WORK TO COMPLETE =>
[a] From the passage on wildlife trade, list the elephant products it names as illegal to deal in worldwide.
[b] Please retype the part of the passage on wildlife trade between "Tigers, with declining" and "world tiger populations.", inclusive.

Start SOURCE TEXT

In contrast, compare African elephants (and rhinos and tigers, too).  It is currently absolutely illegal world-wide to deal in any contemporary elephant products of any kind--ivory, meat, hides, etc, and therefore there is no economic motivation (beyond tourism) to protect, propagate and expand existing herds.  Poaching, rather than being stopped or greatly reduced, is encouraged by the prohibition of trade in elephant products, since the value of illegally traded products is artificially high due to severely restricted supply.  If, instead, the local villagers (and anyone else so inclined) were permitted to raise and use or sell elephants and their products (certified as “sustainably harvested”), they would then have a strong vested interest in protecting and propagating the species.  As it is, I understand that they are not even permitted to eat the meat of rogue bulls that have had to be killed to protect human life and property.  In contrast, I note that in India, the wide-spread use of elephants there as beasts of burden (and so of direct economic importance to man) guarantees their propagation, and I have never heard of Indian elephants being “endangered.”  The same wise “free market” approach could be employed with rhinos (their horns can be harvested without killing the animal, and the money generated could be used to expand herds).

 

Tigers, with declining numbers in the wild (due in part to poaching for hides, meat, glands and more), would immediately become less “threatened” if it were legal to raise and sell living tigers and all their parts.  If money could be readily made by raising tigers (and I have read that the various parts of a single animal can generate tens of thousands of dollars), then someone will figure out how to meet the demand for skins, and all else.  A free market in “certified domestic-raised” tigers would reduce the “profit motive” of poaching wild animals, and reduce that pressure on remaining populations, while resulting in a great increase in total world tiger populations.

End SOURCE TEXT
Start DATA EXCERPTS

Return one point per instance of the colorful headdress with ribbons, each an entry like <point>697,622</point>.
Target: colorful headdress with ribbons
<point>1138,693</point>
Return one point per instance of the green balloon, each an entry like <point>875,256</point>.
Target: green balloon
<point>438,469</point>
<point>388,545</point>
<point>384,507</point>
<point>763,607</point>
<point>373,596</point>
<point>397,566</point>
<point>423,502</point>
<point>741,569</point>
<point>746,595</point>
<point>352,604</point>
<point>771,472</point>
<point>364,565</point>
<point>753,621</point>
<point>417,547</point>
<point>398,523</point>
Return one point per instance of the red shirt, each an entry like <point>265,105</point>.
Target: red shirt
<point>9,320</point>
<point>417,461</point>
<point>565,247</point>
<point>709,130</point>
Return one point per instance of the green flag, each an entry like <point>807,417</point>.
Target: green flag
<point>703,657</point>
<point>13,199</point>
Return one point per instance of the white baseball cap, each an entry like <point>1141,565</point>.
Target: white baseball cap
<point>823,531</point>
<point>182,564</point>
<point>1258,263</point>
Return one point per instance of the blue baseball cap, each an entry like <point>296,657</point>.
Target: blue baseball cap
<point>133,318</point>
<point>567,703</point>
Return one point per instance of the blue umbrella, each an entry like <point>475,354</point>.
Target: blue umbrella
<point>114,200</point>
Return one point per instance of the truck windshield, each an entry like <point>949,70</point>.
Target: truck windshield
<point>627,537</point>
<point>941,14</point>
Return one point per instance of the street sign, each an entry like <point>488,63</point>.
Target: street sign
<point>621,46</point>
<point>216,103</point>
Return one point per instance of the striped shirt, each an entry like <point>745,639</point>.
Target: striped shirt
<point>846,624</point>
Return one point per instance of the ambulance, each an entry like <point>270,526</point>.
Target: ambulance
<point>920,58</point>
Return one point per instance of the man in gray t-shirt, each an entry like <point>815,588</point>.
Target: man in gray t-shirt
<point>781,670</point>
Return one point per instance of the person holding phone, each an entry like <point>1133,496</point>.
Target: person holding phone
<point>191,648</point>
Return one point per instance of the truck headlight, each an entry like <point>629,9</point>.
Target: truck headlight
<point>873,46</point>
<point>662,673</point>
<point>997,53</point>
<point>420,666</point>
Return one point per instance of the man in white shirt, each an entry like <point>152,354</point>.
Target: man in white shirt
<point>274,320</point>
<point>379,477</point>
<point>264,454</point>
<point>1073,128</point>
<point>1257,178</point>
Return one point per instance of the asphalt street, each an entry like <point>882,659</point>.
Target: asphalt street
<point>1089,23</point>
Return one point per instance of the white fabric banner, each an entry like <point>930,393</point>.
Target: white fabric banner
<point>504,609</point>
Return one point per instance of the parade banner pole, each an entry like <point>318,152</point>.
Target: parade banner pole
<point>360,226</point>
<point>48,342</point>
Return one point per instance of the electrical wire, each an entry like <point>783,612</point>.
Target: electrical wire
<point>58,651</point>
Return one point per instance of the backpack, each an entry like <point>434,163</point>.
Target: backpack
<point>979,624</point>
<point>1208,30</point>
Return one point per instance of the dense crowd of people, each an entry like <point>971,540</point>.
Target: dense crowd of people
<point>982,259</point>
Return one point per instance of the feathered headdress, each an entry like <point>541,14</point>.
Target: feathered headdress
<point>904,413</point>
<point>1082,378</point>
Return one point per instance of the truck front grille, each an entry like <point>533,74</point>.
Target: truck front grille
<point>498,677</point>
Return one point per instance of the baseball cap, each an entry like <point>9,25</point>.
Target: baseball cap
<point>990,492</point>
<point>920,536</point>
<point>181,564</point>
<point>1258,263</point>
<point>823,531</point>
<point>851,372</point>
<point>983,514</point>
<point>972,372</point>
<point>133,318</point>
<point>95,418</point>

End DATA EXCERPTS

TASK-BY-TASK SOLUTIONS =>
[a] ivory, meat, hides

[b]
Tigers, with declining numbers in the wild (due in part to poaching for hides, meat, glands and more), would immediately become less “threatened” if it were legal to raise and sell living tigers and all their parts.  If money could be readily made by raising tigers (and I have read that the various parts of a single animal can generate tens of thousands of dollars), then someone will figure out how to meet the demand for skins, and all else.  A free market in “certified domestic-raised” tigers would reduce the “profit motive” of poaching wild animals, and reduce that pressure on remaining populations, while resulting in a great increase in total world tiger populations.